▶ **What you have to do**: Reproduce the listing below line for line, without changing anything.

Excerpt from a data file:
◆ ◆ ◆

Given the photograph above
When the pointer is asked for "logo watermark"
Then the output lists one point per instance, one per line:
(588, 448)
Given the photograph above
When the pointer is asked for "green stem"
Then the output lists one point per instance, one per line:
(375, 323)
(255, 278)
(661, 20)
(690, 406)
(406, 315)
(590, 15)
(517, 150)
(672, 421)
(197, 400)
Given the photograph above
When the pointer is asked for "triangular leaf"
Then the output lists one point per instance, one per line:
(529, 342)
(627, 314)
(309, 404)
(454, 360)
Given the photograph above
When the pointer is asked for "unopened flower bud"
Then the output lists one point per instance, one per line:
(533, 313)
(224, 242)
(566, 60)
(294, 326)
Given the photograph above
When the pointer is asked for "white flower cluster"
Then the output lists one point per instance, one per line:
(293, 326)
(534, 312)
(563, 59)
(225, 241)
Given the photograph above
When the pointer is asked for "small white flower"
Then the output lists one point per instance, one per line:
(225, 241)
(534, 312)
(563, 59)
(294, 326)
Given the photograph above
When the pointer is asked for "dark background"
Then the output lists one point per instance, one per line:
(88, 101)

◆ ◆ ◆

▶ **Complete response**:
Given the photograph above
When the pointer is asked for "logo watermark"
Then the output lists one point per instance, one per line:
(588, 448)
Given the photograph above
When the pointer is asked for "green stem"
Then the output lists one point per instance, one per line:
(375, 323)
(255, 278)
(661, 20)
(690, 406)
(406, 315)
(590, 15)
(517, 150)
(672, 421)
(197, 400)
Given the photograph above
When the pointer is asked for "triangular leaf"
Then the output lists one point per instance, one per line:
(529, 342)
(627, 314)
(309, 404)
(454, 360)
Given the photograph above
When the pointer is asked for "unopened flower bud"
Then the output lists one point per instance, one per line:
(533, 313)
(224, 242)
(566, 60)
(294, 326)
Given the photograph above
When the pointer is asked for "white flower cluster"
Then the output lists one point per instance, one per line:
(293, 326)
(534, 312)
(563, 59)
(225, 241)
Given the photograph above
When the pointer is asked for "small white flower"
Then the output lists one point per instance, one per line:
(225, 241)
(534, 312)
(563, 59)
(294, 326)
Given the photograph above
When the pointer is asked for "dark background"
Then the output lists one point per instance, one per line:
(88, 101)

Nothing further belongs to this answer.